══ Sumber
Si Paling Pandji Hubungkan Jakarta dan New York Lewat Rumpi

Frasa ‘si paling’ marak digunakan sekitar setahun ke belakang. Umumnya, frasa ini dipakai dengan nada sinis untuk menyindir seseorang yang memproklamirkan diri sebagai fanatik di satu hal.

Misal, jika kamu menjumpai sesosok mas-mas mengunggah foto dirinya berjongkok mengenakan jersey lengkap dan bersepatu menghadap trophy juara di lapangan rumput sintetis dengan caption ‘ilmu padi’, maka cocoklah titel si paling futsal tersemat padanya. Di kasus lain, jika ada kawanmu yang hanya menonton film dan serial MCU tanpa mau mengenal superhero lain seperti Bima Satria Garuda, Super Dede, dan Ben 7, cocok pula julukan si paling Marvel kita bubuhkan di belakang namanya.

Lantas, apakah yang dimaksud dengan Si Paling Pandji yang jadi judul hajatan teranyat Comika.id hari Sabtu (17/06) lalu? Apa julukan itu ditujukan untuk mereka yang menonton semua special show, mendengar semua album rap, dan mendalami koreografi Anaconda hingga level doktoral?

Jawabannya tidak. Si Paling Pandji adalah sebuah talkshow dan gameshow bersama orang-orang yang pernah dan masih berhubungan dengan Pandji Pragiwaksono baik di level profesional maupun personal. Jadi, alih-alih terdengar sebagai sindiran layaknya penggunaan frasa ‘si paling’ yang biasa kita dengar, Si Paling Pandji justru terasa seperti pesan sayang. Manis.

Tentu saja tidak lengkap menyampaikan rasa sayang tanpa ada kehadiran orang yang dituju. Meski sudah kembali ke perantauan di New York sana, namun Pandji tetap hadir di Markas Comika dalam wujud video conference yang ditayangkan di televisi dan ditempatkan di tengah panggung. Pemandangan yang cukup untuk jadi sumber ide satu episode anyar Black Mirror.
════
══ Data Mentah
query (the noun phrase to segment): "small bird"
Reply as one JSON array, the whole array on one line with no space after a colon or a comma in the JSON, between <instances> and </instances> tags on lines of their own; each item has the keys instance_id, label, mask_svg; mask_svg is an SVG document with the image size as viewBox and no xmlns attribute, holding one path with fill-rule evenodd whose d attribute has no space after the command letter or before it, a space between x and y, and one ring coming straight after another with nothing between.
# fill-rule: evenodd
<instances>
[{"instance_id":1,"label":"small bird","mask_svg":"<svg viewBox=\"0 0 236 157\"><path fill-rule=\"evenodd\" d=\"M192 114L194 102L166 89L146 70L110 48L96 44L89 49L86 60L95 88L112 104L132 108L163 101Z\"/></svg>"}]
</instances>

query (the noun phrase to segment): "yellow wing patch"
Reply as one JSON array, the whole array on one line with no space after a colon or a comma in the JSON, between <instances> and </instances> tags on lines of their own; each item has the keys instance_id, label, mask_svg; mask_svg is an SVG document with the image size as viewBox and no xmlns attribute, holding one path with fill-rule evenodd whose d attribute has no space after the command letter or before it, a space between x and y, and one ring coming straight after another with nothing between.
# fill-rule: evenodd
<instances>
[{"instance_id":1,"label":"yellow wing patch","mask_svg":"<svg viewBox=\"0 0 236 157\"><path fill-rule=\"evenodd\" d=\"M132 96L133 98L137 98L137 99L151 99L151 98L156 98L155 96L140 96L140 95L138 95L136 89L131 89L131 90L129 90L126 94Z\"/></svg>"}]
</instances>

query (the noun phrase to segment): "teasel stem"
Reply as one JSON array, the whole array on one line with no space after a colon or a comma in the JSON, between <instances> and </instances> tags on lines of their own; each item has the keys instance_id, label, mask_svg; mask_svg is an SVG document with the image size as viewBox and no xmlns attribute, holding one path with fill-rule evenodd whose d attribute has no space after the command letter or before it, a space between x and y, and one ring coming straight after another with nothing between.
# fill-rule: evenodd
════
**Deskripsi Tugas:** Tuliskan kembali bagian artikel tentang Si Paling Pandji dari "Misal, jika kamu" sampai "di belakang namanya." tanpa mengubah satu kata pun.

**Hasil Tugas:**
Misal, jika kamu menjumpai sesosok mas-mas mengunggah foto dirinya berjongkok mengenakan jersey lengkap dan bersepatu menghadap trophy juara di lapangan rumput sintetis dengan caption ‘ilmu padi’, maka cocoklah titel si paling futsal tersemat padanya. Di kasus lain, jika ada kawanmu yang hanya menonton film dan serial MCU tanpa mau mengenal superhero lain seperti Bima Satria Garuda, Super Dede, dan Ben 7, cocok pula julukan si paling Marvel kita bubuhkan di belakang namanya.